| Serie di esercizi |
1. Nel testo di partenza, che cosa portava in testa l'arcivescovo per far capire chi era?
2. Trascrivi alla lettera il brano del testo di partenza che si apre con le parole contenenti "Alla cerimonia per" e si chiude con "era lui l’arcivescovo.".

| Testo di partenza |
##############################
Madonna della Guardia e San Giorgio non si toccano,un prete sfida Genova, come reagirà il nuovo vescovo?
Alla cerimonia per benedire il nuovo Ponte san Giorgio, vanto di Genova, c’era lui. Davanti aveva tutte le autorità possibili e immaginabili dello Stato, dal presidente della Repubblica Sergio Mattarella, alla presidente della Corte Costituzionale, Marta Cartabia, al premier Giuseppe Conte e ai suoi ministri, compreso l’ex pentastellato Toninelli.
Lui si è presentato con il suo saio da francescano conventuale, il cordone intorno ai fianchi. E solo la zucchetta violacea in testa per far capire che era lui l’arcivescovo.
##############################
| Dati forniti |
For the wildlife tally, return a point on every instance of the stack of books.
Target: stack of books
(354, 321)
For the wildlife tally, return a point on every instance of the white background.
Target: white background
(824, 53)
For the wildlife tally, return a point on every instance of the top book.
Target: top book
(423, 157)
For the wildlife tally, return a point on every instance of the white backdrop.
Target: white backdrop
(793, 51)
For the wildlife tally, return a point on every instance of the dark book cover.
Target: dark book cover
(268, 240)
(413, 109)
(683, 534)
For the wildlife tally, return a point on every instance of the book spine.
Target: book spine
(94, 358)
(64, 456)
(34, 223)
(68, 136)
##############################
| Soluzioni |
1. La zucchetta violacea.

2.
Alla cerimonia per benedire il nuovo Ponte san Giorgio, vanto di Genova, c’era lui. Davanti aveva tutte le autorità possibili e immaginabili dello Stato, dal presidente della Repubblica Sergio Mattarella, alla presidente della Corte Costituzionale, Marta Cartabia, al premier Giuseppe Conte e ai suoi ministri, compreso l’ex pentastellato Toninelli.
Lui si è presentato con il suo saio da francescano conventuale, il cordone intorno ai fianchi. E solo la zucchetta violacea in testa per far capire che era lui l’arcivescovo.